++++ Records for the exercise

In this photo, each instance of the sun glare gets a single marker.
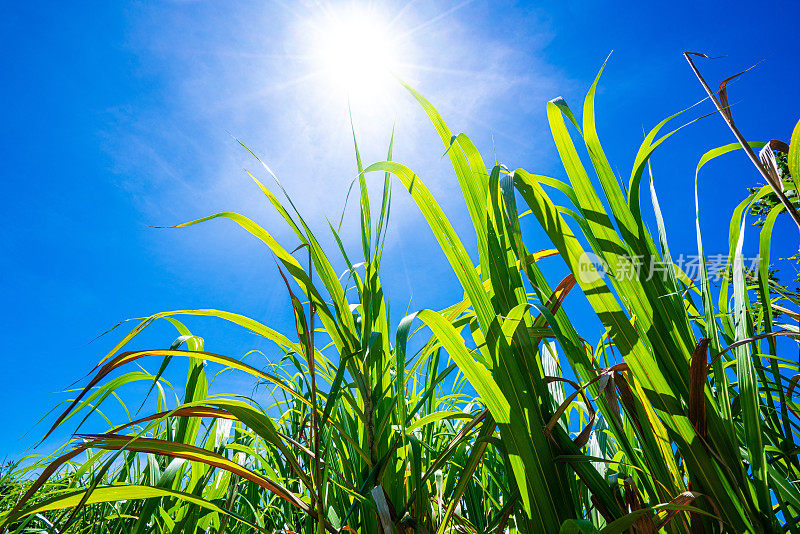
(356, 52)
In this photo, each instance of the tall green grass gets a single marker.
(693, 430)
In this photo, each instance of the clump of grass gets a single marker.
(693, 430)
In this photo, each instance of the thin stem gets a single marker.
(745, 145)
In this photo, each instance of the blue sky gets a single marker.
(119, 115)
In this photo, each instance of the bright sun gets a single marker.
(356, 51)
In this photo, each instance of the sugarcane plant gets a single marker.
(492, 415)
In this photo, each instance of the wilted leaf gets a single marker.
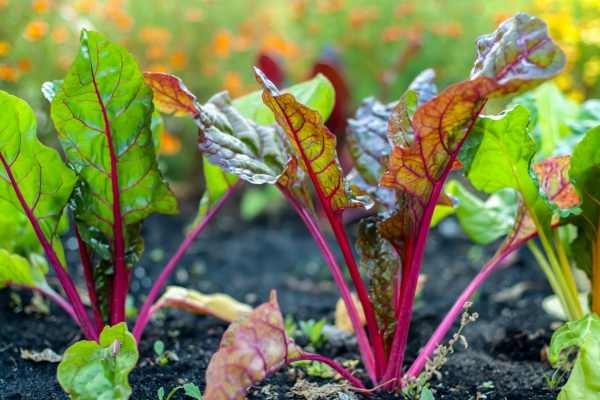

++++++++

» **Direction**:
Reproduce every line above verbatim, from the first to the last, and omit the pictures from your output.

» **Solution for this exercise**:
In this photo, each instance of the sun glare gets a single marker.
(356, 52)
In this photo, each instance of the tall green grass gets a single marker.
(693, 430)
In this photo, each instance of the clump of grass gets a single marker.
(693, 430)
In this photo, each instance of the thin stem gets a single marker.
(745, 145)
In this photo, each instance of the blue sky gets a single marker.
(119, 115)
In this photo, each instance of the bright sun gets a single marker.
(356, 51)
In this photo, each instance of the sugarcane plant gets a single marker.
(492, 415)
In this photo, each instance of the wilted leaf gets a single marker.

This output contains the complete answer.